#### [Data supplied]
++++++++++
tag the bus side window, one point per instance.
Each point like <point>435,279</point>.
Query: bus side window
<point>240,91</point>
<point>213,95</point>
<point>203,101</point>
++++++++++
Set the data down again in full. Keep it exact.

#### [Finished exercise]
tag the bus side window, one point per instance.
Each point like <point>435,279</point>.
Query: bus side window
<point>240,91</point>
<point>213,95</point>
<point>203,101</point>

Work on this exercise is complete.